Records from a data collection
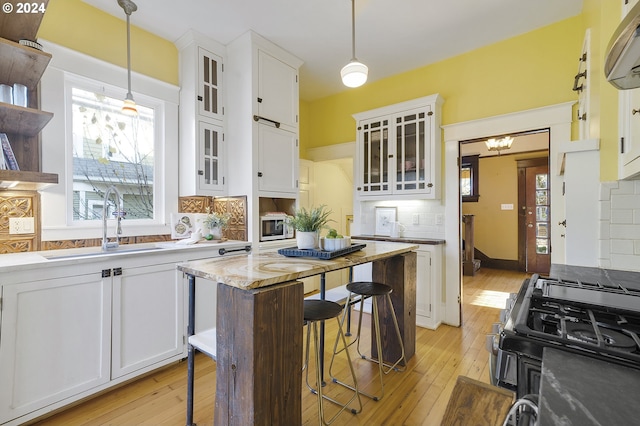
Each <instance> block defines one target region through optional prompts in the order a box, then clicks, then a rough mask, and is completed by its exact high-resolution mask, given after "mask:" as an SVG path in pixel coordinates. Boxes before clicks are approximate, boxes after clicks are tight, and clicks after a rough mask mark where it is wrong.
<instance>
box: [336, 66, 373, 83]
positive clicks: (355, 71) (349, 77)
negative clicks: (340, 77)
mask: <svg viewBox="0 0 640 426" xmlns="http://www.w3.org/2000/svg"><path fill="white" fill-rule="evenodd" d="M368 73H369V68H367V66H366V65H365V64H363V63H362V62H359V61H358V60H356V59H352V60H351V61H350V62H349V63H348V64H347V65H345V66H344V67H342V70H340V75H341V76H342V84H344V85H345V86H347V87H359V86H362V85H363V84H364V83H366V82H367V75H368Z"/></svg>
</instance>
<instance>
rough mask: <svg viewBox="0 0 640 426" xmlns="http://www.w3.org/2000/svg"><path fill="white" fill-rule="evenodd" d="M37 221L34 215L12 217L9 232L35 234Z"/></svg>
mask: <svg viewBox="0 0 640 426" xmlns="http://www.w3.org/2000/svg"><path fill="white" fill-rule="evenodd" d="M34 232H35V222H34V219H33V218H32V217H10V218H9V234H33V233H34Z"/></svg>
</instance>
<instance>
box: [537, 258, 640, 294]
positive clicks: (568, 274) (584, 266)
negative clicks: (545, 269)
mask: <svg viewBox="0 0 640 426" xmlns="http://www.w3.org/2000/svg"><path fill="white" fill-rule="evenodd" d="M549 276H550V277H552V278H560V279H563V280H573V281H575V280H580V281H584V282H588V283H600V284H601V285H602V286H605V287H615V288H617V287H619V286H622V287H625V288H629V289H635V290H640V272H633V271H619V270H615V269H601V268H593V267H586V266H573V265H560V264H555V263H554V264H552V265H551V270H550V271H549Z"/></svg>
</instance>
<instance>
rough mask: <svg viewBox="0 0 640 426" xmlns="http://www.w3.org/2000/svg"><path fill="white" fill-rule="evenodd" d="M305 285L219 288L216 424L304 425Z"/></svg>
mask: <svg viewBox="0 0 640 426" xmlns="http://www.w3.org/2000/svg"><path fill="white" fill-rule="evenodd" d="M303 298H304V288H303V284H302V283H301V282H289V283H284V284H280V285H275V286H273V287H265V288H262V289H259V290H242V289H239V288H235V287H230V286H228V285H224V284H218V298H217V324H216V329H217V352H218V353H217V367H216V402H215V413H214V424H215V425H218V426H222V425H225V426H226V425H241V426H246V425H265V426H267V425H269V426H271V425H299V424H302V401H301V395H302V379H301V374H302V346H303V343H302V341H303V337H302V331H303V303H302V301H303Z"/></svg>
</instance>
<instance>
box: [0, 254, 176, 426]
mask: <svg viewBox="0 0 640 426" xmlns="http://www.w3.org/2000/svg"><path fill="white" fill-rule="evenodd" d="M185 260H187V259H186V258H184V257H183V256H182V255H171V254H169V255H161V256H158V257H152V256H148V257H146V259H141V260H139V259H137V258H136V257H130V258H129V259H122V260H115V259H113V260H106V261H105V260H102V261H96V262H90V263H83V264H78V265H73V266H59V267H51V268H47V269H39V270H37V271H29V270H24V271H19V272H13V273H6V274H0V284H2V287H1V291H2V293H1V296H2V305H1V306H2V311H1V316H0V377H2V379H0V424H5V423H6V424H11V425H12V424H22V423H24V422H25V421H28V420H30V419H33V418H36V417H39V416H41V415H43V414H46V413H48V412H50V411H52V410H55V409H57V408H60V407H63V406H65V405H67V404H70V403H72V402H74V401H77V400H79V399H81V398H84V397H87V396H90V395H91V394H94V393H96V392H99V391H102V390H104V389H107V388H109V387H111V386H113V385H115V384H118V383H121V382H123V381H125V380H129V379H132V378H134V377H136V376H137V375H139V374H142V373H145V372H148V371H151V370H153V369H156V368H158V367H161V366H163V365H166V364H168V363H170V362H174V361H178V360H180V359H182V358H184V357H186V346H185V340H184V339H185V335H186V325H185V324H186V323H185V320H186V318H185V315H186V313H185V293H186V287H185V286H184V284H183V279H182V275H183V274H182V273H180V274H178V272H177V270H176V263H177V262H181V261H185ZM154 263H155V264H154ZM34 276H39V277H40V280H38V281H28V280H29V279H31V280H33V277H34Z"/></svg>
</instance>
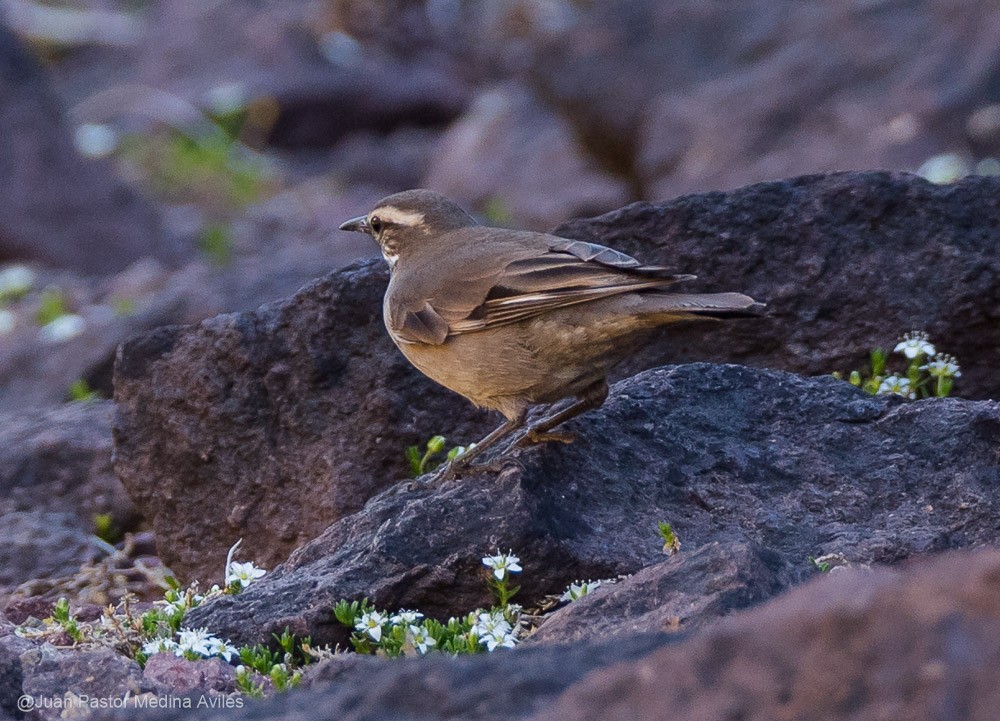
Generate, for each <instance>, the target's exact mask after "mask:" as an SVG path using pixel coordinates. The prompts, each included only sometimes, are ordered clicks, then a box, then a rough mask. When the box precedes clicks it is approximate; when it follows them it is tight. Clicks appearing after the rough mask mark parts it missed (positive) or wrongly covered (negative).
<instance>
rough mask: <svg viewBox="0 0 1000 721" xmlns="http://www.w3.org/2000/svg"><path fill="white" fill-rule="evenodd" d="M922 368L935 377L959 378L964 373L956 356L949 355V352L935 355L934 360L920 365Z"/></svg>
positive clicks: (946, 377) (922, 370) (936, 377)
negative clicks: (921, 364) (958, 361)
mask: <svg viewBox="0 0 1000 721" xmlns="http://www.w3.org/2000/svg"><path fill="white" fill-rule="evenodd" d="M920 370H922V371H927V372H928V373H930V374H931V375H932V376H934V377H935V378H942V377H943V378H959V377H961V375H962V371H961V370H959V366H958V361H956V360H955V356H951V355H948V354H947V353H938V354H937V355H936V356H934V360H933V361H931V362H930V363H928V364H927V365H922V366H920Z"/></svg>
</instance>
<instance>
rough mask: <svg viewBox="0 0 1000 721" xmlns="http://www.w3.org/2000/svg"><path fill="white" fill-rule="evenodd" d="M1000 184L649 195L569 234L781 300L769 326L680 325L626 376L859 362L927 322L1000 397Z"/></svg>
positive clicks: (624, 368) (653, 346)
mask: <svg viewBox="0 0 1000 721" xmlns="http://www.w3.org/2000/svg"><path fill="white" fill-rule="evenodd" d="M998 191H1000V179H997V178H987V177H969V178H966V179H963V180H962V181H960V182H958V183H955V184H954V185H946V186H938V185H933V184H931V183H928V182H927V181H925V180H922V179H920V178H918V177H915V176H912V175H906V174H891V173H835V174H832V175H826V176H805V177H801V178H793V179H789V180H784V181H780V182H775V183H762V184H759V185H752V186H749V187H747V188H741V189H740V190H735V191H731V192H728V193H704V194H699V195H690V196H684V197H681V198H678V199H676V200H674V201H672V202H669V203H652V204H651V203H635V204H632V205H630V206H627V207H626V208H622V209H621V210H618V211H614V212H612V213H608V214H607V215H604V216H601V217H599V218H592V219H584V220H577V221H573V222H571V223H567V224H565V225H562V226H560V227H559V228H557V229H556V231H555V232H556V234H558V235H563V236H566V237H570V238H579V239H580V240H589V241H593V242H597V243H603V244H606V245H610V246H612V247H615V248H618V249H620V250H623V251H625V252H628V253H634V254H636V255H637V256H639V257H641V258H642V259H643V260H645V261H647V262H654V263H659V264H662V265H667V266H669V267H672V268H676V269H678V270H679V271H683V272H690V273H694V274H696V275H698V280H697V281H694V282H692V283H691V284H690V287H692V288H697V289H714V290H739V291H742V292H745V293H747V294H748V295H750V296H752V297H754V298H757V299H759V300H762V301H764V302H766V303H767V304H768V316H767V318H766V319H764V320H761V321H759V322H753V323H723V324H720V325H719V326H718V327H715V326H711V325H709V326H705V325H690V326H687V327H676V328H670V329H669V333H668V334H665V335H666V337H665V338H664V340H663V341H662V342H661V343H658V344H652V345H651V346H650V347H649V348H648V350H647V351H645V352H643V353H641V354H638V356H637V357H636V359H635V360H634V361H633V362H630V363H627V364H626V365H625V366H624V368H623V371H624V372H632V371H635V370H637V369H639V368H643V367H650V366H652V365H655V364H659V363H663V362H680V361H688V360H692V359H698V360H713V361H717V362H737V363H746V364H749V365H756V366H764V367H768V368H781V369H784V370H790V371H794V372H796V373H804V374H825V373H830V372H831V371H833V370H840V371H842V372H849V371H850V370H853V369H863V368H864V367H865V365H866V362H867V356H868V352H869V351H870V350H871V349H872V348H876V347H881V348H887V349H889V350H891V348H892V346H893V345H895V342H896V341H897V340H898V339H899V337H900V336H901V335H902V334H903V332H905V331H908V330H913V329H920V330H925V331H928V332H929V333H930V335H931V337H932V339H933V340H934V341H935V342H936V343H937V347H938V349H939V350H943V351H946V352H948V353H952V354H954V355H955V356H957V357H958V358H959V361H960V362H961V363H962V378H961V379H960V382H961V386H960V387H958V386H957V387H956V392H957V393H958V394H959V395H961V396H964V397H968V398H1000V378H998V376H997V375H996V373H994V372H993V370H992V369H993V368H995V367H997V365H998V364H1000V338H997V333H998V332H1000V323H998V319H1000V255H997V253H996V252H995V251H994V246H995V243H996V238H997V227H998V226H1000V193H998Z"/></svg>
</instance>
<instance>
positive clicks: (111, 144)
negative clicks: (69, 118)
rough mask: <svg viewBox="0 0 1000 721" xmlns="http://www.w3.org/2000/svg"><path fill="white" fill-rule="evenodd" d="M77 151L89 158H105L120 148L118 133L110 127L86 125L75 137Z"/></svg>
mask: <svg viewBox="0 0 1000 721" xmlns="http://www.w3.org/2000/svg"><path fill="white" fill-rule="evenodd" d="M73 141H74V143H75V144H76V149H77V150H78V151H79V152H80V154H81V155H86V156H87V157H88V158H103V157H105V156H106V155H111V153H113V152H114V151H115V148H117V147H118V133H116V132H115V129H114V128H112V127H111V126H110V125H103V124H101V123H85V124H84V125H81V126H80V127H78V128H77V129H76V133H75V134H74V135H73Z"/></svg>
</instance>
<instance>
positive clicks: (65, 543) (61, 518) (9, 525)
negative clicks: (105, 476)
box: [0, 511, 95, 599]
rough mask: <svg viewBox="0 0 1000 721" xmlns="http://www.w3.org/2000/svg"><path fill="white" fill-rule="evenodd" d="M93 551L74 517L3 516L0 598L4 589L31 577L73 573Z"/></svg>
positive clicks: (93, 555)
mask: <svg viewBox="0 0 1000 721" xmlns="http://www.w3.org/2000/svg"><path fill="white" fill-rule="evenodd" d="M94 552H95V548H94V546H93V544H92V543H91V541H90V534H89V533H87V532H86V531H84V530H83V528H81V524H80V521H79V519H77V518H76V517H75V516H73V515H71V514H68V513H53V512H48V511H16V512H13V513H5V514H3V515H0V599H2V598H3V595H4V593H3V592H4V590H5V589H6V590H10V589H12V588H13V587H14V586H16V585H18V584H19V583H23V582H24V581H28V580H30V579H32V578H38V577H40V576H59V575H65V574H68V573H72V572H73V571H76V570H77V569H78V568H79V567H80V565H81V564H82V563H84V562H85V561H88V560H90V559H91V558H92V557H93V556H94Z"/></svg>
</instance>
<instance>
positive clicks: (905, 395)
mask: <svg viewBox="0 0 1000 721" xmlns="http://www.w3.org/2000/svg"><path fill="white" fill-rule="evenodd" d="M890 394H895V395H897V396H903V397H904V398H910V399H913V398H916V397H917V394H916V393H914V392H913V391H912V390H911V389H910V379H909V378H903V377H902V376H898V375H896V374H895V373H893V374H892V375H891V376H889V377H888V378H885V379H884V380H883V381H882V382H881V383H879V386H878V390H877V391H876V395H880V396H884V395H890Z"/></svg>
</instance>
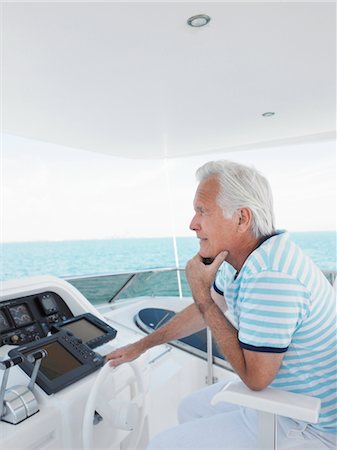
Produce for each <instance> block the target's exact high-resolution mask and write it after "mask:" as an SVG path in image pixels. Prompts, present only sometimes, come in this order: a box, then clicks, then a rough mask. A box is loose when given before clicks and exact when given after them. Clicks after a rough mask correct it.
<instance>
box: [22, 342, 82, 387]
mask: <svg viewBox="0 0 337 450" xmlns="http://www.w3.org/2000/svg"><path fill="white" fill-rule="evenodd" d="M41 348H43V349H45V350H47V353H48V355H47V356H46V357H45V358H43V359H42V362H41V366H40V371H41V372H42V373H43V375H44V376H46V377H47V378H48V379H49V380H54V379H56V378H58V377H60V376H62V375H65V374H66V373H68V372H70V371H71V370H73V369H76V368H77V367H80V366H81V365H82V363H81V362H80V361H79V360H78V359H77V358H75V357H74V356H73V355H72V354H71V353H69V352H68V350H67V349H65V348H64V347H63V345H61V344H60V343H59V342H57V341H55V342H51V343H50V344H46V345H43V346H41ZM35 351H36V349H35ZM31 352H32V351H31V350H28V351H26V352H23V354H24V355H29V353H31Z"/></svg>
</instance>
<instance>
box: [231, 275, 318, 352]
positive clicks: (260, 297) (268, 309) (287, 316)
mask: <svg viewBox="0 0 337 450" xmlns="http://www.w3.org/2000/svg"><path fill="white" fill-rule="evenodd" d="M309 298H310V296H309V293H308V291H307V289H306V288H305V287H304V286H303V285H302V284H301V283H300V282H299V281H298V280H296V279H294V278H292V277H291V276H290V275H287V274H282V273H279V272H260V273H258V274H255V275H254V276H252V277H250V278H247V279H246V280H244V281H243V282H242V285H241V288H240V295H239V299H238V313H239V314H238V316H239V320H238V329H239V336H238V337H239V341H240V346H241V347H242V348H245V349H247V350H253V351H261V352H273V353H281V352H286V351H287V349H288V347H289V345H290V343H291V340H292V337H293V335H294V333H295V332H296V330H297V328H298V327H299V326H300V324H301V323H302V321H303V319H304V317H305V316H306V315H307V314H308V311H309Z"/></svg>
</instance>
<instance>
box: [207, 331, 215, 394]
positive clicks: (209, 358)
mask: <svg viewBox="0 0 337 450" xmlns="http://www.w3.org/2000/svg"><path fill="white" fill-rule="evenodd" d="M206 333H207V376H206V384H208V385H211V384H213V383H214V382H215V379H214V377H213V348H212V331H211V329H210V328H209V327H207V328H206Z"/></svg>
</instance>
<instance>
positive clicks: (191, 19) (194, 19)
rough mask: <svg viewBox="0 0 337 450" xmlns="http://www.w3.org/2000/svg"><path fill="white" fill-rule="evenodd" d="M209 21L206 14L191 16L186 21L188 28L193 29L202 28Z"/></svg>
mask: <svg viewBox="0 0 337 450" xmlns="http://www.w3.org/2000/svg"><path fill="white" fill-rule="evenodd" d="M210 20H211V18H210V17H209V16H207V15H206V14H198V15H196V16H192V17H190V18H189V19H188V20H187V23H188V25H189V26H191V27H194V28H199V27H203V26H205V25H207V24H208V22H209V21H210Z"/></svg>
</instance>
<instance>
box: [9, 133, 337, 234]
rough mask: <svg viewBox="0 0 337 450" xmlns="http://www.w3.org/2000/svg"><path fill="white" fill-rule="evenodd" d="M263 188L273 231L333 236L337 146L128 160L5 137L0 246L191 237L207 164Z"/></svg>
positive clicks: (335, 186) (234, 152)
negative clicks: (336, 155)
mask: <svg viewBox="0 0 337 450" xmlns="http://www.w3.org/2000/svg"><path fill="white" fill-rule="evenodd" d="M223 158H225V159H230V160H233V161H237V162H241V163H244V164H248V165H253V166H254V167H256V168H257V169H258V170H259V171H260V172H262V173H263V174H264V175H265V176H266V177H267V178H268V180H269V182H270V184H271V187H272V190H273V194H274V204H275V216H276V225H277V228H278V229H287V230H289V231H326V230H335V229H336V143H335V142H334V141H326V142H322V143H319V144H317V143H310V144H302V145H297V146H282V147H276V148H274V149H268V148H265V149H261V150H246V151H237V152H230V153H221V154H220V153H217V154H216V153H215V154H207V155H202V156H196V157H186V158H181V159H169V160H147V161H143V160H131V159H126V158H116V157H113V156H110V155H103V154H98V153H91V152H88V151H84V150H77V149H70V148H65V147H61V146H57V145H54V144H48V143H44V142H39V141H33V140H28V139H23V138H19V137H15V136H11V135H3V137H2V155H1V164H2V177H1V240H2V242H18V241H38V240H49V241H50V240H52V241H54V240H56V241H59V240H71V239H110V238H128V237H161V236H172V234H174V235H176V236H193V235H194V233H193V232H192V231H190V230H189V223H190V221H191V219H192V216H193V197H194V193H195V189H196V187H197V183H196V181H195V170H196V169H197V168H198V167H199V166H200V165H202V164H203V163H204V162H206V161H208V160H211V159H223Z"/></svg>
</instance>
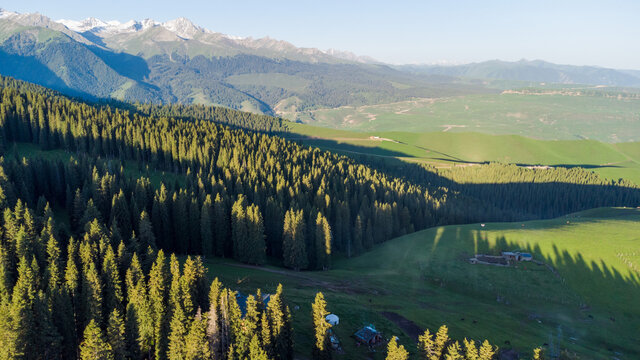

- _PROBLEM TO SOLVE_
List every line above containing the word "them".

- _ANSWER TO THIS TASK_
Generate, for each <instance>, the target's exact mask after "mask:" as an SVG path using pixel coordinates. The prompts, each included only sometimes, are ordered clicks, then a box, then a rough mask. When the box precedes clicks it is approximate; when it follows them it is tight. Clicks appearing after the rough mask mark parts it missed (positive) or wrongly covered (negative).
Produce for each <instance> block the target's exact high-resolution mask and write it after "mask:" as an SVG path in image pixels. Prompts, present only sometimes, come in this order: a box, then clicks, then a rough mask. A box is loose when given before clicks and exact when given after them. Clicks after a rough mask correct it.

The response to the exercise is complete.